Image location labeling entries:
-=-=-=-=-

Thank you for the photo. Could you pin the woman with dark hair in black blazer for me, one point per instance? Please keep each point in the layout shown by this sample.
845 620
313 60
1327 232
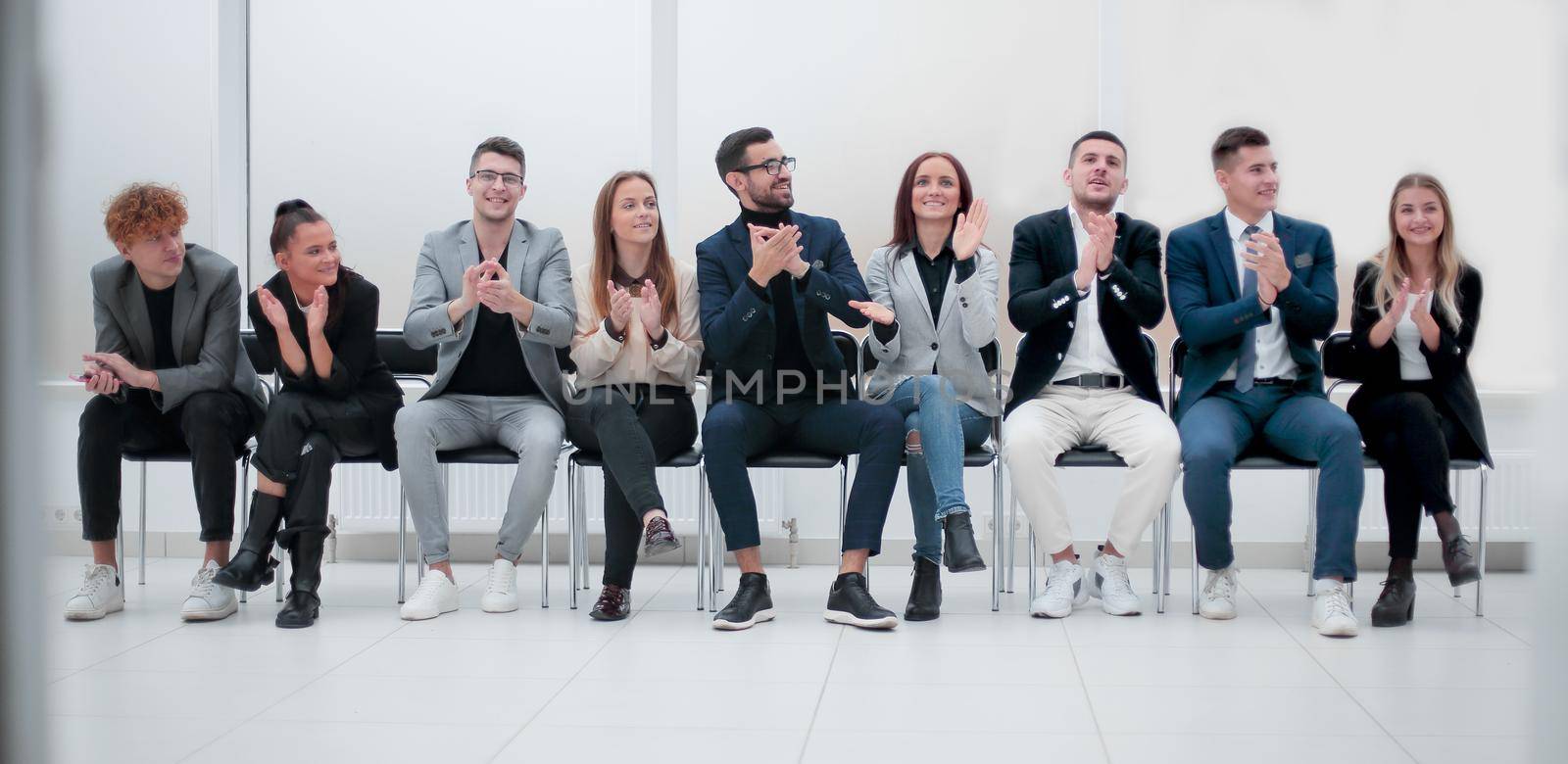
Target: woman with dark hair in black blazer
318 321
1413 326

-=-=-=-=-

Send back the data above word for word, with the pictures left out.

Thank you for the photo. Could you pin the woman with dark hair in black blazer for me, one point per instance? Please keep each point in the layout shown by this sample.
845 620
313 60
1327 232
Target: woman with dark hair in black blazer
318 321
1413 326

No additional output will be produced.